[WRITTEN PROBLEM]
Please return every one of the records below word for word, with no changes.

[DATA SHOWN]
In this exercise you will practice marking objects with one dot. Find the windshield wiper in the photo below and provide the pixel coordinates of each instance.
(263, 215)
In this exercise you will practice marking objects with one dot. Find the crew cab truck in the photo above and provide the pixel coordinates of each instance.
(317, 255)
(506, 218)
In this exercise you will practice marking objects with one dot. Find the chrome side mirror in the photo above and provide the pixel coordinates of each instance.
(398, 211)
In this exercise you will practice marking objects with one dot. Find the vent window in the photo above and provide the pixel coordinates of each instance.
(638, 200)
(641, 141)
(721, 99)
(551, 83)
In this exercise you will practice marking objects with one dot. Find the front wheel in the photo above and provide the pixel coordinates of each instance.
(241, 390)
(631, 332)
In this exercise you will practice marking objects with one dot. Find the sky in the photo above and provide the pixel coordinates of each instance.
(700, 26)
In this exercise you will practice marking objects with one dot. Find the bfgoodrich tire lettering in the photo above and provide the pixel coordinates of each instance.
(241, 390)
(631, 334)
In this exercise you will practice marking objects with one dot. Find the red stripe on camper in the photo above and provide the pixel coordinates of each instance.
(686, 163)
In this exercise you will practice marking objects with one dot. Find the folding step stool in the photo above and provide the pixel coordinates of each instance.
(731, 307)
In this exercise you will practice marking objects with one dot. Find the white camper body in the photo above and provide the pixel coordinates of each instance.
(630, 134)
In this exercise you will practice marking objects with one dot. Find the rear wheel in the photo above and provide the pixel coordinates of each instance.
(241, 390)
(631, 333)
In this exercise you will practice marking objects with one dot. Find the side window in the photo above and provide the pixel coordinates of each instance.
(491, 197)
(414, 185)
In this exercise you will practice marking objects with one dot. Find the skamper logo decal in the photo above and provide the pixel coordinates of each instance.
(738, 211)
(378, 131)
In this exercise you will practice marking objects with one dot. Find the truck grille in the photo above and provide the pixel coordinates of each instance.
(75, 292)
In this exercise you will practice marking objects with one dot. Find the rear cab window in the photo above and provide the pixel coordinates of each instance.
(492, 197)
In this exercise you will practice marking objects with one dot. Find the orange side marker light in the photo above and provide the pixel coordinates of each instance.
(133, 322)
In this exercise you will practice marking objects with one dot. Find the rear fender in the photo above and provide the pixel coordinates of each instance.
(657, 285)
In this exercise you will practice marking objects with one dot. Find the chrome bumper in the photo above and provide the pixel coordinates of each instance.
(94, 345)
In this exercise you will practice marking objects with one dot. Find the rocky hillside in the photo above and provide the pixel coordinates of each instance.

[COMPLETE OUTPUT]
In this exercise you will practice marking objects with one dot. Find the windshield wiper in the photo below and provide the pixel coordinates of each instance.
(263, 215)
In this exercise you will practice marking objects with one dot. Find the crew cab truck in the photo above and provide the pixel coordinates of each instance.
(317, 255)
(506, 218)
In this exercise you will practice marking objects with one dot. Find the chrome side mirror in the photo above and provide the pixel coordinates of each instance.
(398, 211)
In this exercise you will practice marking objects with one dot. Find the vent window in the photo above and provide the pixel coordinates of each instance.
(638, 200)
(641, 141)
(721, 99)
(551, 83)
In this exercise you will practice marking objects with one dot. Find the front wheel in the photo above and provide the pixel coordinates of each instance.
(241, 390)
(631, 332)
In this exercise you will practice marking objects with one dot. Find the sky in the photo above and provide the pixel coordinates of each instance.
(700, 26)
In this exercise you will practice marking objects with one dot. Find the bfgoodrich tire lettering in the photo above and provide the pixel coordinates of each instance.
(241, 390)
(631, 334)
In this exercise you will practice marking objects with one dot. Find the red stripe on camper in the photo above and provide the pixel coordinates of each instance.
(686, 163)
In this exercise you will practice marking objects with one dot. Find the folding step stool in the photo above and provide the pixel coordinates of each instance.
(731, 307)
In this exercise you will practice marking objects with one dot. Find the white camper body in the photo above and provide the pixel coordinates of each instance.
(630, 134)
In this exercise you will practice marking objects with one dot. Find the rear wheel in the photo above and provide the pixel coordinates of each instance.
(241, 390)
(631, 333)
In this exercise you will practice marking objects with one dot. Find the side window in the photo above and provide the pixel coordinates of each instance.
(491, 197)
(414, 185)
In this exercise you will practice marking objects with one dot. Find the skamper logo decal in the photo above and provide the pixel coordinates of each instance.
(738, 211)
(378, 131)
In this exercise you will practice marking objects with one dot. Find the truck grille in the photo above and provide the pixel coordinates of each instance.
(75, 292)
In this exercise you will practice marking objects with one dot. Find the rear cab window in the photo above and provide the pixel coordinates of each instance.
(492, 197)
In this exercise you will practice marking objects with one dot. Find the orange side marker light in the photo above and provide the pixel coordinates of each instance.
(133, 322)
In this exercise you will practice marking objects with one dot. Find the rear fender in the photo above and provide the pixel coordinates of each instance.
(657, 285)
In this exercise you will practice marking objects with one dot. Find the chrome bumper in the photo above and provide the pixel coordinates of each instance.
(94, 345)
In this exercise you will practice marking objects with one dot. Find the rocky hillside in the photo above and provide the pixel coordinates of each instance.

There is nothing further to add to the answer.